Pero para todas esas mediciones se partía de
elementos tan aleatorios como el paso de un hombre que no es idéntico al de
otro, o el palmo o la pulgada.
Muchas personas eran conscientes de estas
deficiencias que el sistema presentaba y así, trataron de remediarlo, aunque,
careciendo de un patrón común, la cosa no tenía arreglo.
Eduardo I de Inglaterra quiso unificar el valor de
una pulgada, entendiendo que era la medida de tres espigas de avena puestas
juntas y suponiendo que dichas espigas eran bastante similares en todas las
partes del mundo.
De hecho la espiga de avena sirvió para algo más y
fue cuando se utilizaron para señalar la longitud de los calzados. Cuando hoy
pedimos un cuarenta y dos en la zapatería, no sabemos a qué nos estamos
refiriendo, pues ese cuarenta y dos no se corresponde con ninguna medida
conocida y es que deriva, precisamente, de las espigas de avena y sería el
número de espigas necesarias para completar la longitud del calzado.
Todo muy confuso y poco concreto, muy sometido a la
especulación, lo que traía como consecuencia bastante desconcierto en las
transacciones mercantiles.
Espigas de avena
La legua era una medida más de itinerancia que de
longitud, pues era la distancia que un hombre recorría en una hora, ya fuera a
pie a o caballo, siempre que éste fuera al paso. Como todos pensamos, la
diferencia de paso de una a otra persona podía variar tanto, que la legua en
realidad lo que media eran horas de marcha y no distancias concretas.

DATOS EXTRAÍDOS:
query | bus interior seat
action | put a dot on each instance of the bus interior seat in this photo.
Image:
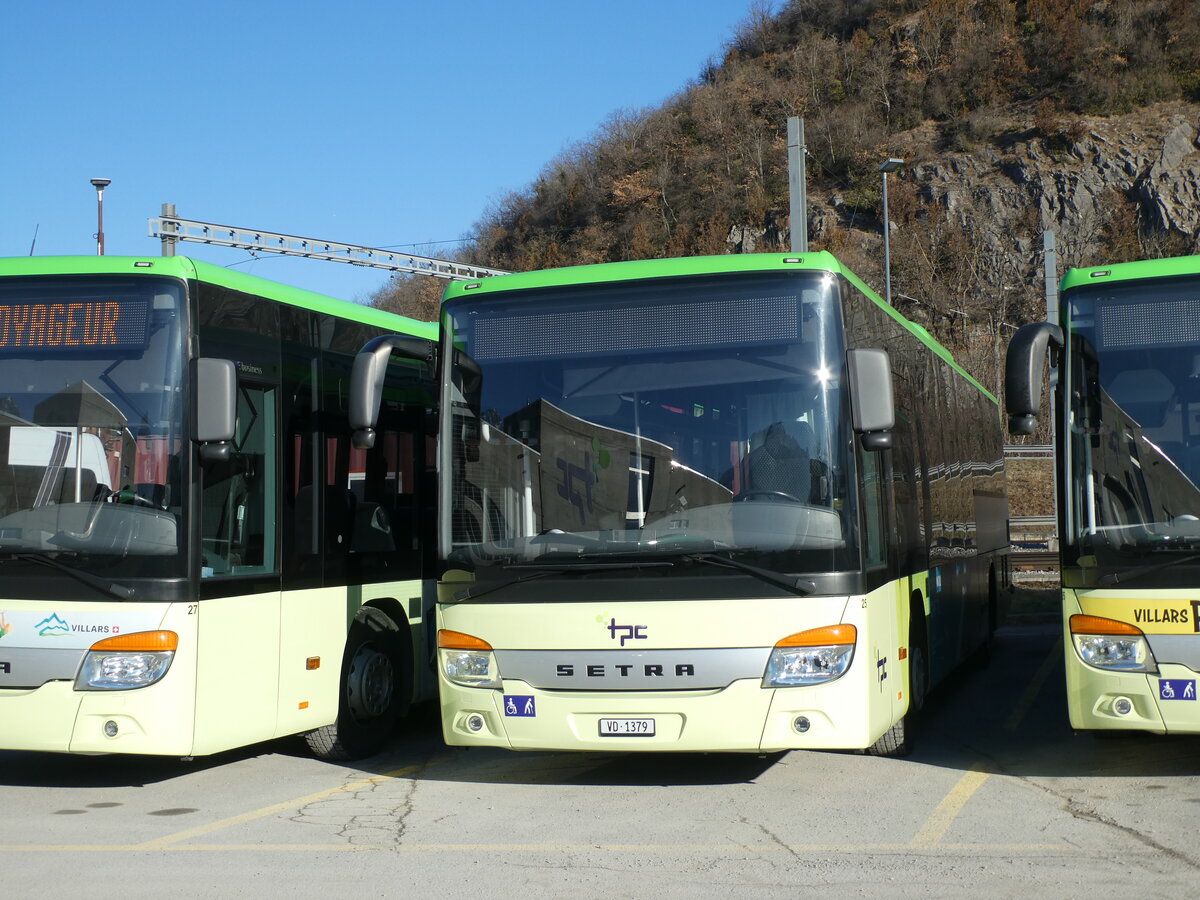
(780, 465)
(372, 531)
(1144, 394)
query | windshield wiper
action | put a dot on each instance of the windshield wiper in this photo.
(1120, 577)
(798, 586)
(105, 586)
(540, 570)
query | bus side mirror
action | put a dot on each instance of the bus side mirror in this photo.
(1023, 373)
(871, 400)
(367, 377)
(216, 408)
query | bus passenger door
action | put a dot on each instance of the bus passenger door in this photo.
(239, 611)
(886, 591)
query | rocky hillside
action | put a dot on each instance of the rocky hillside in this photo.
(1013, 117)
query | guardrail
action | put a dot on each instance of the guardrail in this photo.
(1029, 451)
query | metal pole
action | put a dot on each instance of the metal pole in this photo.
(1051, 274)
(100, 184)
(169, 229)
(887, 245)
(797, 183)
(889, 165)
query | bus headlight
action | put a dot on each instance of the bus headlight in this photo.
(127, 661)
(1111, 646)
(813, 657)
(467, 660)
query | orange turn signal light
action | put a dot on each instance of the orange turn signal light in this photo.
(1098, 625)
(459, 641)
(139, 642)
(821, 636)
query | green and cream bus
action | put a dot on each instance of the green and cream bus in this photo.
(192, 555)
(1126, 353)
(713, 504)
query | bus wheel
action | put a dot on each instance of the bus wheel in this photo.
(918, 663)
(371, 700)
(893, 743)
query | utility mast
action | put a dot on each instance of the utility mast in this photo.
(172, 229)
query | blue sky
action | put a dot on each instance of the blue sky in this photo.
(390, 124)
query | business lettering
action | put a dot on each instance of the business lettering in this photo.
(1150, 616)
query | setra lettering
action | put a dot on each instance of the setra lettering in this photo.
(624, 670)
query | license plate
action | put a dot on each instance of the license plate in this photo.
(627, 727)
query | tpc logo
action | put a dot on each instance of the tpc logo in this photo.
(627, 633)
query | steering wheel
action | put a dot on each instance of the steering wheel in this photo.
(774, 496)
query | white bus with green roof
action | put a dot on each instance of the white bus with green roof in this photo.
(192, 555)
(1126, 354)
(713, 504)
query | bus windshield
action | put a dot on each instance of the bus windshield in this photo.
(1133, 391)
(91, 421)
(651, 420)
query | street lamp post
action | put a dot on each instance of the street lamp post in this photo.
(100, 184)
(889, 165)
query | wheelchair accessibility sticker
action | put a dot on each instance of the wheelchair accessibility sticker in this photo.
(1176, 689)
(522, 706)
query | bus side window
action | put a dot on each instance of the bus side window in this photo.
(875, 551)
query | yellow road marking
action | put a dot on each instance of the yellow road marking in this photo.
(973, 850)
(1033, 688)
(941, 819)
(162, 843)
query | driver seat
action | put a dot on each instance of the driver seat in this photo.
(780, 465)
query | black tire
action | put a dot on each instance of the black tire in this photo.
(894, 742)
(897, 741)
(918, 660)
(373, 694)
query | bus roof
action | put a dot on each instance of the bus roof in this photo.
(1131, 271)
(641, 269)
(189, 269)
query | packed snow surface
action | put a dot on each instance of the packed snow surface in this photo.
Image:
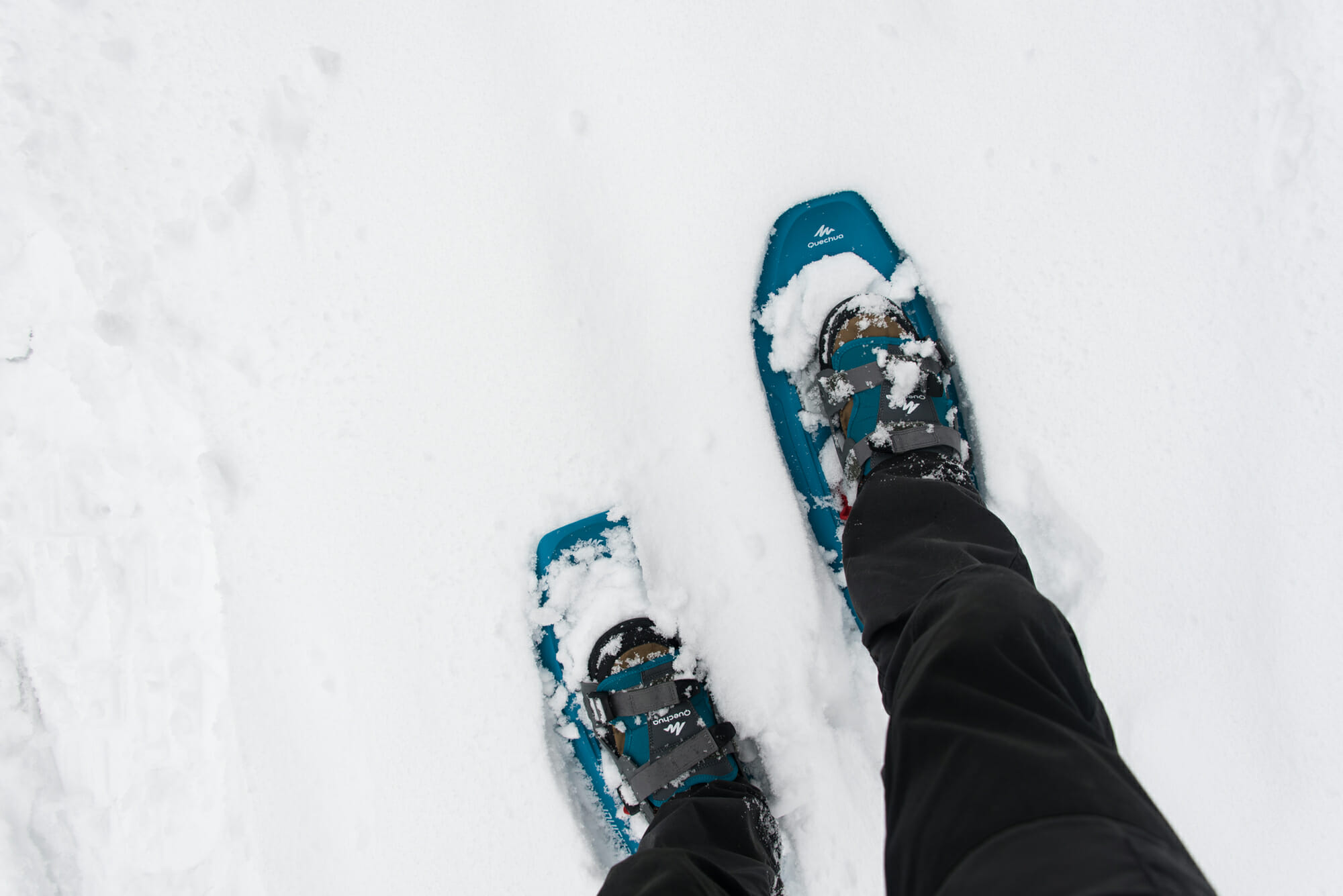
(315, 318)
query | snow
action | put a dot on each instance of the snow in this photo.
(318, 318)
(590, 591)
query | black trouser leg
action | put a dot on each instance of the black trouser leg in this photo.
(714, 840)
(1001, 770)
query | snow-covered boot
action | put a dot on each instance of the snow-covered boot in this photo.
(653, 713)
(886, 391)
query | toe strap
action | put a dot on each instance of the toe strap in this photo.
(604, 706)
(652, 777)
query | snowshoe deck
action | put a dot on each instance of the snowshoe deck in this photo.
(805, 234)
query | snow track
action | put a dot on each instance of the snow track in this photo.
(318, 317)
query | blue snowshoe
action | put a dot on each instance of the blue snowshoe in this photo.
(637, 717)
(853, 376)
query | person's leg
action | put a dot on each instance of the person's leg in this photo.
(1001, 775)
(714, 840)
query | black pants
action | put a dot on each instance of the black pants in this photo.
(1001, 770)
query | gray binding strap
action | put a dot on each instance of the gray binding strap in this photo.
(605, 706)
(648, 780)
(923, 411)
(903, 440)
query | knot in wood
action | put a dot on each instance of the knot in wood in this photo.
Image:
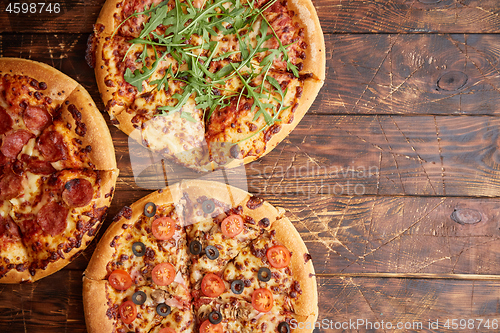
(451, 81)
(466, 216)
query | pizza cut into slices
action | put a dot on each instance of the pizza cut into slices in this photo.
(212, 277)
(57, 170)
(210, 84)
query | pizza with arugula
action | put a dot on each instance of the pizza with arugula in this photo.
(211, 84)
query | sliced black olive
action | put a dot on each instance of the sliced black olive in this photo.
(153, 209)
(139, 297)
(237, 286)
(215, 317)
(139, 249)
(212, 252)
(264, 274)
(283, 327)
(208, 206)
(163, 309)
(195, 247)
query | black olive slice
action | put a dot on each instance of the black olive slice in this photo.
(215, 317)
(237, 286)
(208, 206)
(153, 209)
(212, 252)
(195, 247)
(283, 327)
(163, 309)
(264, 274)
(139, 297)
(139, 249)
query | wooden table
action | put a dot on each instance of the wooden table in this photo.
(392, 178)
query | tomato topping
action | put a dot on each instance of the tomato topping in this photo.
(262, 300)
(163, 274)
(212, 285)
(167, 330)
(232, 225)
(208, 327)
(278, 256)
(163, 228)
(128, 312)
(120, 280)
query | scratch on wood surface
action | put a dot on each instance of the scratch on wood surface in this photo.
(440, 150)
(389, 51)
(420, 159)
(398, 235)
(392, 153)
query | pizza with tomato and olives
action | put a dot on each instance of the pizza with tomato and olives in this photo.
(212, 83)
(57, 170)
(202, 257)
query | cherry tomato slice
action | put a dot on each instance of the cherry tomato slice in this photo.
(262, 300)
(208, 327)
(278, 256)
(163, 274)
(128, 312)
(120, 280)
(232, 225)
(212, 285)
(167, 330)
(163, 228)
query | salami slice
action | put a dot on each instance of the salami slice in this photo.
(10, 185)
(52, 218)
(51, 145)
(36, 118)
(8, 229)
(5, 121)
(14, 142)
(77, 192)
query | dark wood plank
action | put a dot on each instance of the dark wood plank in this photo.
(54, 304)
(336, 16)
(366, 74)
(415, 16)
(396, 235)
(73, 16)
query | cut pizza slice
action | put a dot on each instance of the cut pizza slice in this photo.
(142, 255)
(270, 286)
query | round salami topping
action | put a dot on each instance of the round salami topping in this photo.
(36, 118)
(14, 143)
(5, 121)
(77, 192)
(51, 145)
(10, 185)
(52, 218)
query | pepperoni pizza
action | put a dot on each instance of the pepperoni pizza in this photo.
(57, 170)
(210, 84)
(201, 257)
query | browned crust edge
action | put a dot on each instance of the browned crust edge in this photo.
(302, 269)
(59, 85)
(97, 131)
(96, 269)
(108, 181)
(95, 306)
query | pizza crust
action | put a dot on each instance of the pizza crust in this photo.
(95, 306)
(97, 134)
(303, 271)
(59, 85)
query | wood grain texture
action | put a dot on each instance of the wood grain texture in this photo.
(47, 306)
(336, 16)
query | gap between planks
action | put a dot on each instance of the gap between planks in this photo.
(419, 276)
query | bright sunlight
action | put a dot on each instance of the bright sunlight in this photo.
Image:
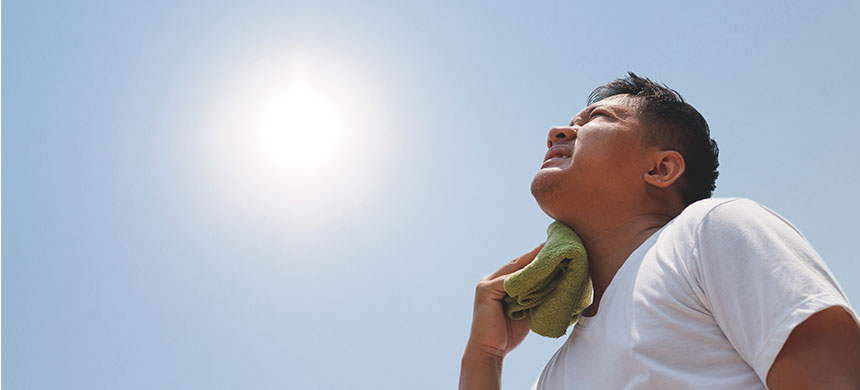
(296, 138)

QUÉ HARÁS:
(A) Resume en dos oraciones el párrafo del texto sobre las medidas antiguas que empieza con "De hecho la espiga de avena". Conserva sus datos principales.
(B) Escribe la continuación del texto sobre las medidas antiguas a partir de su última oración.

RESPUESTAS ESCRITAS:
(A) La espiga de avena también sirvió para señalar la longitud del calzado. Por eso el número que hoy pedimos en la zapatería, como el cuarenta y dos, no corresponde a ninguna medida conocida, sino al número de espigas necesarias para completar la longitud del zapato.

(B)
Pero si en tierra era difícil medir las distancias,
en la mar la cosa se complicaba muchísimo más. No había manera de medir la
distancia que recorría un barco, ni la velocidad a la que se desplazaba, hasta
que a alguien se le ocurrió una idea singular. En las embarcaciones llevaban un
cabo en el que hacían nudos a intervalo de una braza, que es la distancia que
hay entre dos brazos extendidos, aproximadamente dos metros, y con ese cabo se
medían las profundidades de las aguas, en brazas, lógicamente.
Con el cabo suelto por la borda y el barco navegando,
la fuerza de la velocidad, hacía que ese cabo flotara en uno, dos, e incluso en
tres o más nudos, que quedaban a la vista y de esa forma se fijó un patrón de
velocidad que, dada la imprecisión de los elementos que entraban a formar
parte, podía dar resultados mus distantes.
Los cabos no eran exactamente iguales, los nudos
tampoco y las brazas dependían de la persona que extendiera los brazos.
En la actualidad se emplea el término nudo para medir
la velocidad tanto en mar como en el aire y se corresponde a una milla náutica
a la hora.
Aun se mide la velocidad y la dirección del viento en
los aeródromos valiéndose de una manga cónica, con sectores de varios colores
que según la velocidad del viento, se mantienen horizontales o cuelgan, un
sistema muy similar al de los nudos marinos.
Afortunadamente, desde hace ya muchos años, las cosas
son de otra manera. La inmensa mayoría de los países han adoptado como sistema
de medidas el métrico decimal, aun cuando sigan manteniendo unidades de medidas
propias que usan para determinados servicios.
En Estados Unidos y un par de países más, rige el
llamado Sistema Anglosajón de Unidades. Eso significa que la gasolina se vende
por galones y no por litros, las distancias se miden en pulgadas, pies, yardas
o millas. Y el petróleo se compra y se vende en todo el mundo por barriles.
Los británicos también tienen sus unidades, es el
llamado Sistema Imperial y básicamente es igual que en Estados Unidos, pero
algunas de sus unidades varían en relación al mundialmente aceptado sistema
métrico.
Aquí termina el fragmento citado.